_THE TASK_
In the data below, find the line that contains "Target: flower center" and the line that contains "Target: green leaf". Copy both, plus every line between them, exactly.

↓↓↓

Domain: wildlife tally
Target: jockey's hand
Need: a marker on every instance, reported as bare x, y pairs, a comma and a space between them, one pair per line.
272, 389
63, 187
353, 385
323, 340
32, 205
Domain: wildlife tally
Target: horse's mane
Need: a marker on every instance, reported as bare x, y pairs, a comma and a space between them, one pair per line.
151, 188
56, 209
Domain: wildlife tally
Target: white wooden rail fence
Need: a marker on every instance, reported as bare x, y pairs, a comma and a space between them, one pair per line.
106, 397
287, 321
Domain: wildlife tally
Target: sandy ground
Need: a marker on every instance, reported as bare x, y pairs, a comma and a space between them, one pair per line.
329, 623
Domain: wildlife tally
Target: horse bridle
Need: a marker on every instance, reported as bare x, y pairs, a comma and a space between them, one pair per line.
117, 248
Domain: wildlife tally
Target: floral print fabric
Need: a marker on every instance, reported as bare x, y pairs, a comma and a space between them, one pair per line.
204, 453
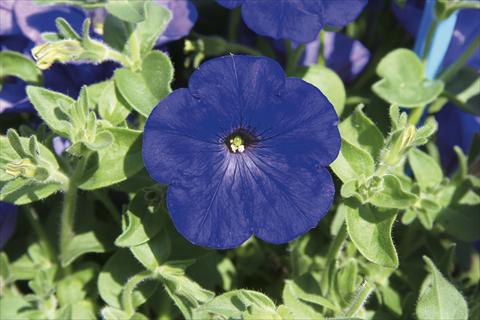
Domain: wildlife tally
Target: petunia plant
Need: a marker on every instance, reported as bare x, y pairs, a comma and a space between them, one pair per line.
239, 159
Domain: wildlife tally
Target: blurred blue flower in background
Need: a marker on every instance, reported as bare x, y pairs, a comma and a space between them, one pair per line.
299, 21
22, 24
244, 151
184, 16
456, 127
346, 56
8, 220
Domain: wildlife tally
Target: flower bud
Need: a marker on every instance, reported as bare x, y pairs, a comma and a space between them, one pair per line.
61, 51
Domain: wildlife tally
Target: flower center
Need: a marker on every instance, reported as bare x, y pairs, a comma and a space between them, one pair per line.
239, 141
236, 144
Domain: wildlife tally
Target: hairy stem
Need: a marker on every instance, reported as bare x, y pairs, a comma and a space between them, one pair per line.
332, 256
293, 55
233, 24
416, 115
133, 282
34, 221
69, 204
359, 300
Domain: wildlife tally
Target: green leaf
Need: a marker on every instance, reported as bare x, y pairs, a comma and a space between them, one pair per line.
126, 10
439, 299
75, 287
66, 30
233, 305
143, 223
392, 195
352, 162
91, 235
426, 170
360, 131
15, 64
157, 17
12, 305
51, 107
143, 90
370, 229
460, 216
346, 282
122, 159
115, 273
327, 81
154, 252
110, 106
405, 86
186, 294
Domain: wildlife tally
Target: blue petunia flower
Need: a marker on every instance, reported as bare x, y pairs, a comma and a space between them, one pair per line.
184, 16
456, 128
244, 151
33, 19
467, 28
296, 20
8, 220
346, 56
22, 24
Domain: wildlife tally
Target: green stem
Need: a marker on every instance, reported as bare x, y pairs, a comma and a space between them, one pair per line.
321, 58
69, 205
108, 204
239, 48
332, 256
429, 39
448, 73
134, 46
292, 57
119, 57
132, 283
233, 24
34, 221
416, 115
359, 300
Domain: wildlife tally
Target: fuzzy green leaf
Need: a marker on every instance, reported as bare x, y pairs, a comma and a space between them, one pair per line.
439, 299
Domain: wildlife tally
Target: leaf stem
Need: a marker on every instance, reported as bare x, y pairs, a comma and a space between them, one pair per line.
108, 204
359, 299
321, 58
416, 115
69, 204
34, 221
132, 283
292, 57
331, 257
233, 24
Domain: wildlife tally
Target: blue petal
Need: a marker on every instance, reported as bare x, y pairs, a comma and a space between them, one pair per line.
8, 219
33, 20
181, 138
282, 20
211, 208
238, 87
455, 128
302, 128
217, 198
184, 16
230, 4
348, 57
285, 200
340, 13
467, 29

↑↑↑

_RESULT FOR THIS EXERCISE_
Target: flower center
Need: a marker on every instance, reported as bare x, y pairs, a comma and a space between them, one pair per line.
239, 141
236, 144
Domain: wildlife tally
Target: hairy stem
Need: a marker on every instance, reported as bare x, y pairs, a comma and a space between them, one pair per line.
332, 256
293, 55
233, 24
416, 115
133, 282
34, 221
69, 204
359, 300
Domain: wildlife tally
Target: green leaf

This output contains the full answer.